EXCERPTED PASSAGE:
--------------------------------

Skip to main content

High-performance parallel dataframe and array processing with Arrow-backed storage

Project description

FrameX

FrameX is an Arrow-backed Python library for parallel dataframe and array processing on a single machine.

It combines:

  • Pandas-like tabular APIs (DataFrame, Series, GroupBy)
  • NumPy-compatible chunked arrays (NDArray with NumPy protocol support)
  • Arrow-native storage/interop (to_arrow, Parquet/IPC I/O)
  • Eager execution with optional lazy pipelines (.lazy().collect())
  • Runtime backends for local threads/processes plus optional Ray/Dask executors

Why FrameX

FrameX is aimed at local analytics workflows that are bigger than comfortable single-threaded scripts but do not yet require distributed infrastructure.

Typical fit:

  • ETL and analytics pipelines on medium-to-large local datasets
  • feature engineering workflows that mix table and array operations
  • migration paths from Pandas scripts where API familiarity matters

Installation

From PyPI:

pip install pyframe-xpy

From source:

git clone https://github.com/aeiwz/FrameX.git
cd FrameX
pip install -e .

--------------------------------

SET PROBLEM A: In the records below, copy out word for word the lines from the one containing "Hello! I'd appreciate your help detecting the cross" through the last line of the records.

--------------------------------

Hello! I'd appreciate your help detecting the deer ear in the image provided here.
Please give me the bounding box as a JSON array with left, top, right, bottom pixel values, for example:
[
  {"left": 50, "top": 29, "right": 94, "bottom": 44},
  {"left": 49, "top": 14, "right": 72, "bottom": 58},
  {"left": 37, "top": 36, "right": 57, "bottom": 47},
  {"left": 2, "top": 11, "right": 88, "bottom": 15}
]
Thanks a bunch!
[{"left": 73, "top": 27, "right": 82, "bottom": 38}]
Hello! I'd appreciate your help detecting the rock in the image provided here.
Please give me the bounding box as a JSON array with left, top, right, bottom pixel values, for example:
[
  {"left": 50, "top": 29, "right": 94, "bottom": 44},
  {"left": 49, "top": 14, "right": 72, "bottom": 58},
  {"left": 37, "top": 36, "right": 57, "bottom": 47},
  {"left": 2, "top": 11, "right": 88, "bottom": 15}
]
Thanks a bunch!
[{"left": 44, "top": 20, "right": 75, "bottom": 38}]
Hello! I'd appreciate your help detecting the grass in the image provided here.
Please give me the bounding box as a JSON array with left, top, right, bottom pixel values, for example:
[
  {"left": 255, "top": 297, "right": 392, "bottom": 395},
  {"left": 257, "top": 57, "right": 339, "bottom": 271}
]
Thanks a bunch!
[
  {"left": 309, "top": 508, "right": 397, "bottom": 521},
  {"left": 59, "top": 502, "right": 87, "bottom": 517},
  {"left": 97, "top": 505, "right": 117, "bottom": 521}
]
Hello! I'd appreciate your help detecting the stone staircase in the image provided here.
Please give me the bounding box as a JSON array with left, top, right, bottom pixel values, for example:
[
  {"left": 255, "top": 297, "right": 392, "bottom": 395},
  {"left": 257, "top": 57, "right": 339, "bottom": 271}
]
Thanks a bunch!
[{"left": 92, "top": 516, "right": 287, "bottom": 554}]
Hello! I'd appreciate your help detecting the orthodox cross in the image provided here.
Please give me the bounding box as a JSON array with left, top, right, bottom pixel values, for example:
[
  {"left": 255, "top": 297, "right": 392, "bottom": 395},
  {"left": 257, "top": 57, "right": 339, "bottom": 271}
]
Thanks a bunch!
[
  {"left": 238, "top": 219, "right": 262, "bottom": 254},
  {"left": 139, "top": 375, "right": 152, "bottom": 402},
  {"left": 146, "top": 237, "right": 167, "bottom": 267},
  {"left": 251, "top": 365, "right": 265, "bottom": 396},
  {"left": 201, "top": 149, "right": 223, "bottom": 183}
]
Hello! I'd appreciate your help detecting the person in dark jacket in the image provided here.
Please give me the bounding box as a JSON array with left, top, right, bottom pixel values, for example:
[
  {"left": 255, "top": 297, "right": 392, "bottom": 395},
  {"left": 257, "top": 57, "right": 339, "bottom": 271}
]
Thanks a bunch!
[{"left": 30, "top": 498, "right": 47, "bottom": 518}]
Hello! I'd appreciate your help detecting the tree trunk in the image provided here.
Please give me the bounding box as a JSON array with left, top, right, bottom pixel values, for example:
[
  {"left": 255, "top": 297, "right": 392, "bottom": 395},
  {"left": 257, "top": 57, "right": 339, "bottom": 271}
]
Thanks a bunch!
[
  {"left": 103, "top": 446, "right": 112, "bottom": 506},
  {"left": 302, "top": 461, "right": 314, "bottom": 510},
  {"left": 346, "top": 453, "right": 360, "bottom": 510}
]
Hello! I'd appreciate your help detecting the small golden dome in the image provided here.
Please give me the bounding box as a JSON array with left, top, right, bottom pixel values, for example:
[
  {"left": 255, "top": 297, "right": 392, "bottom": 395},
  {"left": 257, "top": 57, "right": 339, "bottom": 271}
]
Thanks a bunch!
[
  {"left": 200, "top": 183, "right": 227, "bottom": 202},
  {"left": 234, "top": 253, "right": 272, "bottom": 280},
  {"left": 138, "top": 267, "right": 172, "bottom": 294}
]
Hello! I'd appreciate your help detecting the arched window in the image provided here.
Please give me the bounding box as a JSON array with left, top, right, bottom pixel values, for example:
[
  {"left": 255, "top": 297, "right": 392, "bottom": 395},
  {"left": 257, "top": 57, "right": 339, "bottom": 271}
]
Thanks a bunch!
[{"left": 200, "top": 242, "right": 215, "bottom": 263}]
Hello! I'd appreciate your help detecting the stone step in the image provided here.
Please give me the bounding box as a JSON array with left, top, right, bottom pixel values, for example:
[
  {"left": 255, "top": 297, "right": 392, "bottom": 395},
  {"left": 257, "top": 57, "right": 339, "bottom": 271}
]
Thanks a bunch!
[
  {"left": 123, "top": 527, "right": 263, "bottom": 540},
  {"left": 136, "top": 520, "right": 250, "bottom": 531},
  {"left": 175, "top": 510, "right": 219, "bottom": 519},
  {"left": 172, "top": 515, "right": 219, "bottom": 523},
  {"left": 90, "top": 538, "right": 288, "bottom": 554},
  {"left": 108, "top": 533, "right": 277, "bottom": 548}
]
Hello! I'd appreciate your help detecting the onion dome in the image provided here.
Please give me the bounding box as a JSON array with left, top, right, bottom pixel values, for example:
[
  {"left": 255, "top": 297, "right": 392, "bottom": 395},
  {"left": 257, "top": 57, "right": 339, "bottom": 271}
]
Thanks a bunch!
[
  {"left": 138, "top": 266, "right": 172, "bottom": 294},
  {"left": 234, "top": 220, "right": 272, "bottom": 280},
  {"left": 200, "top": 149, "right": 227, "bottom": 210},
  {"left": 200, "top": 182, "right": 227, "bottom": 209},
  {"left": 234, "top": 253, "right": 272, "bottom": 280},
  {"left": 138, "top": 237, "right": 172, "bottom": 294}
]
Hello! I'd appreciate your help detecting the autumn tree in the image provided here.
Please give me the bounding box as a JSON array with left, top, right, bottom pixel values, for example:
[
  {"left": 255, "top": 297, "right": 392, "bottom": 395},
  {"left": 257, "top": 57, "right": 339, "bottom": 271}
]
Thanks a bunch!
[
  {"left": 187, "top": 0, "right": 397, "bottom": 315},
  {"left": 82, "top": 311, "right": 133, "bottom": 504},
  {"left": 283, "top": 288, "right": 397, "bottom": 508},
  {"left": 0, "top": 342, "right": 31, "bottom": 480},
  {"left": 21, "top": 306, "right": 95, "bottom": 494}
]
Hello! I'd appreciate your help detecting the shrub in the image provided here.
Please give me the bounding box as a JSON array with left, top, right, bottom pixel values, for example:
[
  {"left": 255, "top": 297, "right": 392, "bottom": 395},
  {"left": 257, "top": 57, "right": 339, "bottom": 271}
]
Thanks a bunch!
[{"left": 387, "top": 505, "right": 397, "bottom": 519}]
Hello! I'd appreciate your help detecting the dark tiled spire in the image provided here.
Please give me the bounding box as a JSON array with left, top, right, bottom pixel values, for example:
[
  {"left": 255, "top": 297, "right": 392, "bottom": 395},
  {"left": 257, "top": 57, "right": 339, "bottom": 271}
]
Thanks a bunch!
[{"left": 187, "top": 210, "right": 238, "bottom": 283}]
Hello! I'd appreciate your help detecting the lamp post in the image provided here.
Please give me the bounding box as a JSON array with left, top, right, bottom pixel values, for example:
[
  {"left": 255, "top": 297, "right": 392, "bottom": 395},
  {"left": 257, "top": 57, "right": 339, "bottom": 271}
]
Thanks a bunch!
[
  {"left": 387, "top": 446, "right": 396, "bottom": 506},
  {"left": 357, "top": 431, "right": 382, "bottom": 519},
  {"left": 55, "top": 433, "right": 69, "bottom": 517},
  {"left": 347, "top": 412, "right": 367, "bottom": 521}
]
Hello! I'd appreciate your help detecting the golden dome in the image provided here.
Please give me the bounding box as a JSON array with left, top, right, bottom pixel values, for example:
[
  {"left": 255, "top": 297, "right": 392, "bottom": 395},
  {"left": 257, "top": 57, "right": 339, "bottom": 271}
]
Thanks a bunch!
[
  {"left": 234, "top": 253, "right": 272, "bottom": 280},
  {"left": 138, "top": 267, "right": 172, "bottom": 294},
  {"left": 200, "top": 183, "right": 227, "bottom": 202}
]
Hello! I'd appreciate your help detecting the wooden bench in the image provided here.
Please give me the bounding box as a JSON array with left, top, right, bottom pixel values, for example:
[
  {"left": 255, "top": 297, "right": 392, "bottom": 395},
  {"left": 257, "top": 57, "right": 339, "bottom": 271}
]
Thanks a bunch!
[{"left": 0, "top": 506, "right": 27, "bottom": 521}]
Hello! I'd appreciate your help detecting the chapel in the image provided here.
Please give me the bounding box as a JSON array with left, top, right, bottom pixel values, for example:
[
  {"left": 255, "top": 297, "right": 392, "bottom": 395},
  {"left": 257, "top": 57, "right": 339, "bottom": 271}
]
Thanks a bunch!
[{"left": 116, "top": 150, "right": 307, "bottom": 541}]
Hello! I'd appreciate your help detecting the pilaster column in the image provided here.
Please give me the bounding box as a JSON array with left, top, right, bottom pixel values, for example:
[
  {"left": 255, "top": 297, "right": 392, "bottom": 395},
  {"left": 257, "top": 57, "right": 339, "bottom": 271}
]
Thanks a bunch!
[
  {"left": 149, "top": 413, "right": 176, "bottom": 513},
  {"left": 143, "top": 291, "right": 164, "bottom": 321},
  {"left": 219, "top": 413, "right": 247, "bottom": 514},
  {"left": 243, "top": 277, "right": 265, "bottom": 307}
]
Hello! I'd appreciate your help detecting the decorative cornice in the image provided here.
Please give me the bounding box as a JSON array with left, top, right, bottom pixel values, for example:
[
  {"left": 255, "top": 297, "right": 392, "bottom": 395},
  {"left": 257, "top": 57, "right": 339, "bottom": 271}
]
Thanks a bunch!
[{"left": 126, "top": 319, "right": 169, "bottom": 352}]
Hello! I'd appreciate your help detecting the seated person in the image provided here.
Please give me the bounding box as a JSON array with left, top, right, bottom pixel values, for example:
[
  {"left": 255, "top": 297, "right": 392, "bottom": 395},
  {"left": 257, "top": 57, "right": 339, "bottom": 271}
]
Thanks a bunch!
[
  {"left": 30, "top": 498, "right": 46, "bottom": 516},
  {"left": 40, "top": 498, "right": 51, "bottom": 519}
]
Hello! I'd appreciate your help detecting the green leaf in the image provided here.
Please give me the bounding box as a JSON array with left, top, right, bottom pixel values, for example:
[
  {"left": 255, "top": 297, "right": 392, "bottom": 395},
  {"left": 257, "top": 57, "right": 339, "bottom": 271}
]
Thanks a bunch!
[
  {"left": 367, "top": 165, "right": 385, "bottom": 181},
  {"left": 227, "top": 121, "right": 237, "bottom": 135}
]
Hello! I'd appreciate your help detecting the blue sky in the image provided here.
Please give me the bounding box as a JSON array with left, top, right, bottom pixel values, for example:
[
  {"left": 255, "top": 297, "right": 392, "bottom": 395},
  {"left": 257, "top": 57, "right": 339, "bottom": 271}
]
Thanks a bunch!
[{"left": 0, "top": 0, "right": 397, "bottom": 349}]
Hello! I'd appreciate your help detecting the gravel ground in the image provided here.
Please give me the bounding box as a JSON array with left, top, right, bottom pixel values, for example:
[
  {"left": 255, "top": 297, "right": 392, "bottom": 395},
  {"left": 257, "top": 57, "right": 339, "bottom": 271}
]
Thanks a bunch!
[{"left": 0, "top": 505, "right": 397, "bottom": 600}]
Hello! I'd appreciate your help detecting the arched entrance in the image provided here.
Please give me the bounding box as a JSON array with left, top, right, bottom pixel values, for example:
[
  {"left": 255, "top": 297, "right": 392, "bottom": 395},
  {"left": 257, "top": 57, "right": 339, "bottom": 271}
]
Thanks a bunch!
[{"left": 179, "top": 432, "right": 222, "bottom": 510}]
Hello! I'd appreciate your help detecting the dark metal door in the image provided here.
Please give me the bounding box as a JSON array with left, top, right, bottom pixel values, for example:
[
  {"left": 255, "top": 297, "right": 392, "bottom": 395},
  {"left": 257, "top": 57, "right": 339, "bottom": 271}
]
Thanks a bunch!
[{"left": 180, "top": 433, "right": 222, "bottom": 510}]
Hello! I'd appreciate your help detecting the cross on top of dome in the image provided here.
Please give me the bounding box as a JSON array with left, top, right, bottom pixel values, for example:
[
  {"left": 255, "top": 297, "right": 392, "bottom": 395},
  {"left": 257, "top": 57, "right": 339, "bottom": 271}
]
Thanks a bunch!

--------------------------------

SET PROBLEM B:
For each statement, say whether the FrameX project description above agrees with it. Back each answer with the deciding words of the description, quoted exactly.
(i) FrameX is meant for workflows that already need distributed infrastructure.
(ii) FrameX can be installed from PyPI under the package name pyframe-xpy.
(iii) FrameX runs all work through lazy pipelines by default.

FULL RESPONSE A:
Hello! I'd appreciate your help detecting the cross on top of dome in the image provided here.
Please give me the bounding box as a JSON array with left, top, right, bottom pixel values, for example:
[
  {"left": 255, "top": 297, "right": 392, "bottom": 395},
  {"left": 257, "top": 57, "right": 339, "bottom": 271}
]
Thanks a bunch!

FULL RESPONSE B:
(i) No: "do not yet require distributed infrastructure"
(ii) Yes: "pip install pyframe-xpy"
(iii) No: "Eager execution with optional lazy pipelines (.lazy().collect())"